» WHAT IS NEEDED:
Repeat the stretch of the planning reform summary from "Planning Committee Reforms" through "to their decision-making.", substituting "compulsory training" for "mandatory training".

» SOURCE EXCERPT:
__________
Key changes to Transport and Works Act 1992

The reforms to the Transport and Works Act 1992 (TWA92) aim to streamline the consenting process for new transport infrastructure projects (railways, tramways, guided transport, and inland waterways) in England and Wales. These reforms aim to reduce administrative burdens and improve the efficiency of delivering transport projects, and the changes include:

  1. Cost Recovery: Allowing statutory consultees and local authorities to recover costs for providing advice or services, improving resource allocation and ensuring timely input.
  2. Statutory Deadlines: Introducing set deadlines for application determinations to provide certainty.
  3. Additional Authorisations: Enabling the inclusion of more authorisations to simplify multiple processes.
  4. Model Clauses: Replacing model clauses with more flexible guidance for easier updates.
  5. Legislative Clarifications: Making technical amendments to ensure the system is effective and proportionate.

Keys changes to Highways Act 

Changes are proposed to the Highways Act 1980 to improve the efficiency of delivering road infrastructure schemes and making sure processes within the Highways Act 1980 regime are fit for purpose and proportionate. Changes include:

  1. Temporary Possession of Land: Establishing powers to enable temporary possession of land to better frame land negotiations and reduce time taken to do this
  2. Cost Recovery: Enabling cost recovery for defined statutory consultees and local authorities when providing advice or services relating to orders and schemes, to encourage quality and timely inputs into the process.
  3. Statutory Deadlines: Introducing set deadlines for the Secretary of State's decision stage of the process and aligning objection periods with other planning systems for greater certainty to stakeholders.
  4. Simplifying Orders and Schemes: Removing the need for statutory instruments for certain orders and schemes and allowing strategic highway companies to manage trunk road decisions directly without the need to go to the Secretary of State.

Planning changes

Planning fees changes

An introduction of a new power for the Secretary of State to allow Local Planning Authorities (LPAs) to set their own planning fees to fully recover the costs of planning applications. This change aims to ensure fees are sufficient to cover costs and that fee income is used specifically for planning functions rather than used by Local Authorities as a whole. Safeguards are included to prevent excessive fee increases, giving the Secretary of State the power to intervene if necessary. 

However, it is unclear at this stage if LPAs are able to recover external fees needed as a result of a lack of internal resource, e.g. ecology consultants – the details are being brought forward in future regulations.

Planning Committee Reforms

A proposed national scheme of delegation to be clear on which planning decisions should be made by planning officers and which should be made by planning committees. This proposal will ensure greater consistency and certainty across England regarding decision-making responsibilities. Additionally, the Bill will enable regulations to set committee sizes to promote effective debate. It also introduces mandatory training for planning committee members to ensure consistent understanding of key legal areas relevant to their decision-making.

These reforms seek to provide a legislative framework for what is a standard procedure in practice across LPAs and as such the authors of this article do not consider that these changes will provide radical change to increase efficiency in the planning process.
__________
» DATASET RECORDS:
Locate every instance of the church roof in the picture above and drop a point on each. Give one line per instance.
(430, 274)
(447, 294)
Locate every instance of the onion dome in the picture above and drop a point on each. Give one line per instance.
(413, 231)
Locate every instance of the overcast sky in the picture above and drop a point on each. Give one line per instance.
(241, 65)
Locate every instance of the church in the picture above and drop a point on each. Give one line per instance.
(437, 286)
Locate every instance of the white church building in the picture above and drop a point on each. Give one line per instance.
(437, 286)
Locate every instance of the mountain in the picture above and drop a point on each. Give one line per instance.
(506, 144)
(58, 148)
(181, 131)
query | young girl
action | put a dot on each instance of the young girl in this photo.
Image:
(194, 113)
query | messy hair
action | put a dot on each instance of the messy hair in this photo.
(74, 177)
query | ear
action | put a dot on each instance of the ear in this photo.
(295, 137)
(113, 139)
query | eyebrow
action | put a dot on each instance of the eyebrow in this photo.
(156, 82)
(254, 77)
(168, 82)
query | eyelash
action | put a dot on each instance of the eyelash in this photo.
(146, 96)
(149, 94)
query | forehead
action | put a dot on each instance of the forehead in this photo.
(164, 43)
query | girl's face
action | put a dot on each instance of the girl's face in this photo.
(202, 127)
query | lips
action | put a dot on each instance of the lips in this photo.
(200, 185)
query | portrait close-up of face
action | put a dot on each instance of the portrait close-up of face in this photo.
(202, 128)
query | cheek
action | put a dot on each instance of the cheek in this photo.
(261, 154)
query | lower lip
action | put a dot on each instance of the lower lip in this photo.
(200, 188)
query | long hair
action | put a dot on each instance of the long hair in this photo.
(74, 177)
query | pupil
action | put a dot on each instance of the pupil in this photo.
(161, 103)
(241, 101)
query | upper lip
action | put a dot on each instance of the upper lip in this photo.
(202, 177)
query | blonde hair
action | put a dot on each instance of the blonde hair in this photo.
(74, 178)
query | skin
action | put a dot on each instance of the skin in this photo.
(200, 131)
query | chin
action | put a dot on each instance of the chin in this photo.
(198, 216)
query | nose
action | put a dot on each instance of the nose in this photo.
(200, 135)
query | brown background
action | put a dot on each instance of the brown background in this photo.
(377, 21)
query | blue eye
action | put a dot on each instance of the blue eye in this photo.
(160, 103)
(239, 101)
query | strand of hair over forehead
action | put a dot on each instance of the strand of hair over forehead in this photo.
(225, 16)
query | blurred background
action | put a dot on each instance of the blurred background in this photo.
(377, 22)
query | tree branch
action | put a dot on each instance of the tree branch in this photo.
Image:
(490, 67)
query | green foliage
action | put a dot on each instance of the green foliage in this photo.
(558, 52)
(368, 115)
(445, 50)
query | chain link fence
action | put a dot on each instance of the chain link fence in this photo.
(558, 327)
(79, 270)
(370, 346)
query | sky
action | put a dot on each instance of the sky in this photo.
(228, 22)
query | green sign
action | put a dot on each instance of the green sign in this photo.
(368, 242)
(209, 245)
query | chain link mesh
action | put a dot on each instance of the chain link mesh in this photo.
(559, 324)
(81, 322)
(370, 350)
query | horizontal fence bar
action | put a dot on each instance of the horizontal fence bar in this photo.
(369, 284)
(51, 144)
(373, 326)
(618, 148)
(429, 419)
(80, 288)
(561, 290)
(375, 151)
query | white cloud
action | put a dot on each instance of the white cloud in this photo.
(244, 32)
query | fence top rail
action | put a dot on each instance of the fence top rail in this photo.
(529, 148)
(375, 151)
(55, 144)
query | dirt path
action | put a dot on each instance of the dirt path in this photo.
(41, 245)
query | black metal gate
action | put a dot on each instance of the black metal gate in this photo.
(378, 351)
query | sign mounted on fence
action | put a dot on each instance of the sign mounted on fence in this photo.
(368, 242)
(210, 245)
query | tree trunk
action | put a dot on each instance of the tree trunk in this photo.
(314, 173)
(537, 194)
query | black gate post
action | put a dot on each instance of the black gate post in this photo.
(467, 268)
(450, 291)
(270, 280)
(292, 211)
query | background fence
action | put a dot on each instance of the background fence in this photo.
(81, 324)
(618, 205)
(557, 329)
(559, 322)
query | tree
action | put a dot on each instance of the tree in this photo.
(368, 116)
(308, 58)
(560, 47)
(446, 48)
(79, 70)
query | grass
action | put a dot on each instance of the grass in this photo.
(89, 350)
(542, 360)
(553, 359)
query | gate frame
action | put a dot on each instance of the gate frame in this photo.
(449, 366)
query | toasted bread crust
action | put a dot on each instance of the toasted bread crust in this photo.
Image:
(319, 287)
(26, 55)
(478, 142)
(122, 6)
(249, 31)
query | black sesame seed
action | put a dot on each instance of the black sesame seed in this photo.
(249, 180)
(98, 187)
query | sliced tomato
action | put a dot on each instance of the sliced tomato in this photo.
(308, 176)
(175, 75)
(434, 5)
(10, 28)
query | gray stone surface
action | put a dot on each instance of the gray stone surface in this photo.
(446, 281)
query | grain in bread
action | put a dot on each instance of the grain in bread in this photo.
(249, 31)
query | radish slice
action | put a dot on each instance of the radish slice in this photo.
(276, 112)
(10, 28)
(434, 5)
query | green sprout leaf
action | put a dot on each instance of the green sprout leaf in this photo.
__________
» RESULT OF THIS EXERCISE:
Planning Committee Reforms

A proposed national scheme of delegation to be clear on which planning decisions should be made by planning officers and which should be made by planning committees. This proposal will ensure greater consistency and certainty across England regarding decision-making responsibilities. Additionally, the Bill will enable regulations to set committee sizes to promote effective debate. It also introduces compulsory training for planning committee members to ensure consistent understanding of key legal areas relevant to their decision-making.